### Exercise prompt
Please copy the records below word for word, starting at their first line and ending at the line that contains "column 222, row 193", with both of those lines included.

** Start Data provided **

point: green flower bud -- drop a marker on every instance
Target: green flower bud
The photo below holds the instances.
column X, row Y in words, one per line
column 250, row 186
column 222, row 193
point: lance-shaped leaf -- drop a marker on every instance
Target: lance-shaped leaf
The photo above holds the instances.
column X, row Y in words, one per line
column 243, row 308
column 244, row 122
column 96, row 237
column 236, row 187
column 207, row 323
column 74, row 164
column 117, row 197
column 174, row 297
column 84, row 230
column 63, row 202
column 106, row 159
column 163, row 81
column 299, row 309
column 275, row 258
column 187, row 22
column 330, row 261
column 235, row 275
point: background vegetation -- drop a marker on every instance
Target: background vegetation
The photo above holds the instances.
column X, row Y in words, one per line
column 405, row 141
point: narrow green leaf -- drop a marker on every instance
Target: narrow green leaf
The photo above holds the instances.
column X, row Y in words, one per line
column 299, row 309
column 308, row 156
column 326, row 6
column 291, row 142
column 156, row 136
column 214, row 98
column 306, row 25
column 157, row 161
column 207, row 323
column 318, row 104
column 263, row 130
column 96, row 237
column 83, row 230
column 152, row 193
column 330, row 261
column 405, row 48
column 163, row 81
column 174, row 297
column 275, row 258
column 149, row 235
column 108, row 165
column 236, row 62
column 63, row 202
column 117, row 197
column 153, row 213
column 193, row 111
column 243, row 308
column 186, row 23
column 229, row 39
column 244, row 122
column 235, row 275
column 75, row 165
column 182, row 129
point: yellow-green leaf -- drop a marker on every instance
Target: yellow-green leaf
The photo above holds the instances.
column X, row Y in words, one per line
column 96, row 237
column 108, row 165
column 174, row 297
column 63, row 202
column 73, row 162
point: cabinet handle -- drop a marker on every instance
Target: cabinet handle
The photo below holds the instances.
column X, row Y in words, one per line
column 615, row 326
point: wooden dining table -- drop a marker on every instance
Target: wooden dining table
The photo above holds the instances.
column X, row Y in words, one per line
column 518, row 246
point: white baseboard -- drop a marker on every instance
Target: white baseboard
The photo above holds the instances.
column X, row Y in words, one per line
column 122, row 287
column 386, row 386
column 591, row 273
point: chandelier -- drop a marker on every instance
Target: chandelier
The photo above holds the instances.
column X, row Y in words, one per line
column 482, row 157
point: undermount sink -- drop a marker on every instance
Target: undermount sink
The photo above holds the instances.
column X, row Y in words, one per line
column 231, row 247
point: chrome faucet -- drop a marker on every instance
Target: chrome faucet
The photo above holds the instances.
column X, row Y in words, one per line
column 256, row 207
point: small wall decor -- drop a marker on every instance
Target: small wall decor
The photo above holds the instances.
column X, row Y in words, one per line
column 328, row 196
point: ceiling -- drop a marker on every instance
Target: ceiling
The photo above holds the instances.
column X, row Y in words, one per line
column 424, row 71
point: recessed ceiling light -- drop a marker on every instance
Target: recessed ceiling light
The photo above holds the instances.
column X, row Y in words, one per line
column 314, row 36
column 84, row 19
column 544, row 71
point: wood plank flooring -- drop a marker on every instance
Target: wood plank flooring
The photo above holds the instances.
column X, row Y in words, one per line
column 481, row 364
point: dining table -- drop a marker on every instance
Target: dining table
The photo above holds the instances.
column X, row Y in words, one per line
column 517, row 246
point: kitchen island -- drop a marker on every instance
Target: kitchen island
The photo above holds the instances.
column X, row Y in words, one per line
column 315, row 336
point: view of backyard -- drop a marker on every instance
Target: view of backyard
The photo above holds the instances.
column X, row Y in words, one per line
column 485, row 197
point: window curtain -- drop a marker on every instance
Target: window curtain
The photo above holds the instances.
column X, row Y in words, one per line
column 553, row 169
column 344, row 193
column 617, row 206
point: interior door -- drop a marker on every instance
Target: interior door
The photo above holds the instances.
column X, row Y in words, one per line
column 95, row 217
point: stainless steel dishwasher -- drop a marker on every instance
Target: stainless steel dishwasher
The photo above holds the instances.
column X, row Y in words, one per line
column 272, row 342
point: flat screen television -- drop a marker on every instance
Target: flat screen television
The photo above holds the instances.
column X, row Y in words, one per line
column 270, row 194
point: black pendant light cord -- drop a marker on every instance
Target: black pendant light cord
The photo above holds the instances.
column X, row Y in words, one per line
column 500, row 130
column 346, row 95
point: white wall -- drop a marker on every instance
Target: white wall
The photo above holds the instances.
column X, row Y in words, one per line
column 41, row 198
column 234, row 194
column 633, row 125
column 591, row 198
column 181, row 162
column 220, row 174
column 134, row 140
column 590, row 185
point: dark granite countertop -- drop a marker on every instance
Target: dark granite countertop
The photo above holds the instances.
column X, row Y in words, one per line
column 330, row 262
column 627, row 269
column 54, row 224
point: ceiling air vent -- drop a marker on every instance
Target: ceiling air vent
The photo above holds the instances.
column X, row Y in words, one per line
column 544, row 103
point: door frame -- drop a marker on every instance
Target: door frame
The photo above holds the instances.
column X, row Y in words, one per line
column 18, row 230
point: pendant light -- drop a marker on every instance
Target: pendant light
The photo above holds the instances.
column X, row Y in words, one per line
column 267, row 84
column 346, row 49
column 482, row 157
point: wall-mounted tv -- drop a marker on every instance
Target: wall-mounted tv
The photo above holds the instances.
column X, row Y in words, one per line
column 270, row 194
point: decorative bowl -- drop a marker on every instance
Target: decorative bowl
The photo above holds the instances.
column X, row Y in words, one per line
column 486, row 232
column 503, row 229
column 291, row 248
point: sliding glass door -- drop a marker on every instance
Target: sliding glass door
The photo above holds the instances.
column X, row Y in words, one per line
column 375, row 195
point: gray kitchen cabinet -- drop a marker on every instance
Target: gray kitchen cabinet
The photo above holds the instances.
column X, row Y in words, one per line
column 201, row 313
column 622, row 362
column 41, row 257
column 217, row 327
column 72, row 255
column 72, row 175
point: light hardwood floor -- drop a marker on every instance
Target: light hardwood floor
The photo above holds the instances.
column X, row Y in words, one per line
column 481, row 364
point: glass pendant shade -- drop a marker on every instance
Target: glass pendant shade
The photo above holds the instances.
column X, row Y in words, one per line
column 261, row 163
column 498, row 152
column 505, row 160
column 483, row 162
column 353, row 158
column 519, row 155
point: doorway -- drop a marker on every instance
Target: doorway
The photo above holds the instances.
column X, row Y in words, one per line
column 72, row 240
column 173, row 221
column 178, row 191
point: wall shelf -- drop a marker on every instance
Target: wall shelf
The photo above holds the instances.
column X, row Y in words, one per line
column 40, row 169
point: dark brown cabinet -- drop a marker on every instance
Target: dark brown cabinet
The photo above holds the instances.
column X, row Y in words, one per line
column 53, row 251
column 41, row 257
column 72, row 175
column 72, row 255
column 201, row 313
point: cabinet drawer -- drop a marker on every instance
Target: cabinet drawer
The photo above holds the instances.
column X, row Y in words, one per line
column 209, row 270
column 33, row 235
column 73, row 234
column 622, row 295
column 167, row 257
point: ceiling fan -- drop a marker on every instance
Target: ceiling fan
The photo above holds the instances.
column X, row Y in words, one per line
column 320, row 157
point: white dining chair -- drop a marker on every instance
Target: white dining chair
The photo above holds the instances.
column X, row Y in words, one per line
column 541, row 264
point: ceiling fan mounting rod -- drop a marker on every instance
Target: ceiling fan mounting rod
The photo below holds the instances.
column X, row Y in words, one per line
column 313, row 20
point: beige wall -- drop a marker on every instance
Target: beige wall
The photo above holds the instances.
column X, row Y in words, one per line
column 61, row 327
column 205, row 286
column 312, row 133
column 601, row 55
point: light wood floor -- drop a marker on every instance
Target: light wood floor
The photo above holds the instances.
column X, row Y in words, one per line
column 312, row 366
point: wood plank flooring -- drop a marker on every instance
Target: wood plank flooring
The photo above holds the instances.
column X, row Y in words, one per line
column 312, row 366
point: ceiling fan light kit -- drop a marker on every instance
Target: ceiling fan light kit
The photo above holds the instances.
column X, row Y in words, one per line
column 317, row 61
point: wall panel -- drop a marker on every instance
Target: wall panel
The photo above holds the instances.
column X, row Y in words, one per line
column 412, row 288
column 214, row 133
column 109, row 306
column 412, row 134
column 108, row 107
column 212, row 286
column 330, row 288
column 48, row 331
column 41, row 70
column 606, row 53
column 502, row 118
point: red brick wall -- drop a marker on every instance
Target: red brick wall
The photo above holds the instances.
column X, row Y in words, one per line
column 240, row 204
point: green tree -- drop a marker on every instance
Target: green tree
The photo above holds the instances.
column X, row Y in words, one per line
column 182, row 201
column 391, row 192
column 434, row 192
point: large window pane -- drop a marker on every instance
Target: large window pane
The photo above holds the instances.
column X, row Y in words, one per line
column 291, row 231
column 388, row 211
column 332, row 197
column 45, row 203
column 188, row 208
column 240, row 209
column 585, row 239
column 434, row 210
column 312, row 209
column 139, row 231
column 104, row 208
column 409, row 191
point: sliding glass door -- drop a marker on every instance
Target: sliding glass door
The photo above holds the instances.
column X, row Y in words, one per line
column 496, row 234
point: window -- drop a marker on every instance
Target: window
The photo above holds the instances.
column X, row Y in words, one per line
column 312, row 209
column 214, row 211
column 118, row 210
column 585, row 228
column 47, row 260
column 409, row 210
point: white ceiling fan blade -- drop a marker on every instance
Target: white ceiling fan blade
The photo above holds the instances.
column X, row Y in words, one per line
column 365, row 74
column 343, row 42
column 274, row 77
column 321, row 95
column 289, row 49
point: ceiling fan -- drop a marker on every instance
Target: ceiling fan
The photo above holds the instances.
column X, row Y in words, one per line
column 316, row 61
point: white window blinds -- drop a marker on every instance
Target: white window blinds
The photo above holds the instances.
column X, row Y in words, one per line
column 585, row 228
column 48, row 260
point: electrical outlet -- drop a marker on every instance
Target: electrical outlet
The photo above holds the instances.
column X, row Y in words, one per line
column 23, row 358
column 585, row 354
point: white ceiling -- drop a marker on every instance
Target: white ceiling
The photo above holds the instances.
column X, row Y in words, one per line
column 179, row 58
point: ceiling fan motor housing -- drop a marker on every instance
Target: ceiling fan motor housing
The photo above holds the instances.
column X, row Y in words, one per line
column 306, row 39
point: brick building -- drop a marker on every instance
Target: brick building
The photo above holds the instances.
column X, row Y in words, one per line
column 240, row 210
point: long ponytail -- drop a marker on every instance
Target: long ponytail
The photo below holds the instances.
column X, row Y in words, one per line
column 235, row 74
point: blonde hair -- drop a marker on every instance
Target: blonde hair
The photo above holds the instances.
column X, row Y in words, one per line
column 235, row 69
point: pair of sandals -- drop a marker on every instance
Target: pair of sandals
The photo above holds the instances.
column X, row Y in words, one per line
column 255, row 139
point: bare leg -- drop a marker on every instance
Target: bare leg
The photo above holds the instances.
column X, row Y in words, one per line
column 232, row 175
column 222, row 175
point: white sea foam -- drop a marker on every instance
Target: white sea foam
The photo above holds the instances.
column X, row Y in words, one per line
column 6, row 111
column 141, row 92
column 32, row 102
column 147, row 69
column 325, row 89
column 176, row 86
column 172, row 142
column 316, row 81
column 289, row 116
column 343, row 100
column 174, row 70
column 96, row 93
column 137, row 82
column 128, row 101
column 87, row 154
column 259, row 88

** End Data provided **

### Problem solution
point: green flower bud -- drop a marker on every instance
Target: green flower bud
The photo below holds the instances.
column X, row Y in words, one per line
column 250, row 186
column 222, row 193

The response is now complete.